SOURCE PASSAGE ::
== Segment start ==

Days 15 and 16 eventually become Day 17

….So I still have a job,

apparently my inappropriateness was not caught, so I’m in the clear for now. However, while I wondered about my future employment, days 15 and 16 slipped through in a haze of broken sleep, daydreams, and saving lives.

We will start with the broken sleep….day 14 became Day 15 on 3 hours of sleep. I was okay though, the nap kept me going the remainder of day 15, so as I happily made my way up my stairs at midnight on day 15, I looked forward to passing out on my couch (the part for my bed has yet to arrive…I hate Iowa mail I’m serious it is horrendous). However, as I watched the clock turn from 12am to 11am, I couldn’t stop the tears of frustration, nor could I do anything for the sharp jabbing pains in my head and chest.

My body retaliated whenever I am stressed, and it is never in a way that is relatively bearable….so I drove into work on day 15 hating the world…mostly because I was driving into another 16 hour day.  It did go by quickly, with the help of new friends/coworkers, but I cursed the fading sky as the dark hues of the night sky became a light watercolor.

== Segment end ==

MATERIAL PROVIDED ::
== Segment start ==

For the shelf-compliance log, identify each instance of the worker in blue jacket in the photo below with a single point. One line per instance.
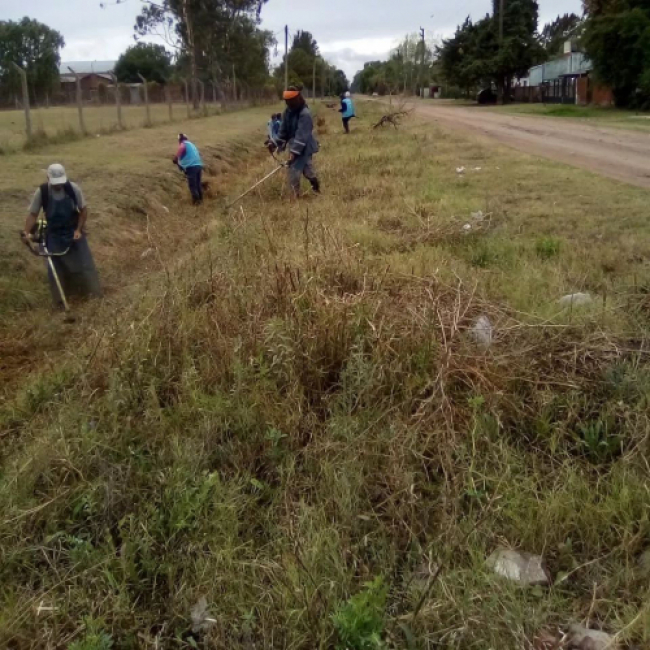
(189, 160)
(347, 111)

== Segment end ==

TASK DIRECTIONS :: Duplicate the portion of the Days 15 and 16 post starting with "My body retaliated" and going on through "a light watercolor.".

TASK RESPONSE ::
My body retaliated whenever I am stressed, and it is never in a way that is relatively bearable….so I drove into work on day 15 hating the world…mostly because I was driving into another 16 hour day.  It did go by quickly, with the help of new friends/coworkers, but I cursed the fading sky as the dark hues of the night sky became a light watercolor.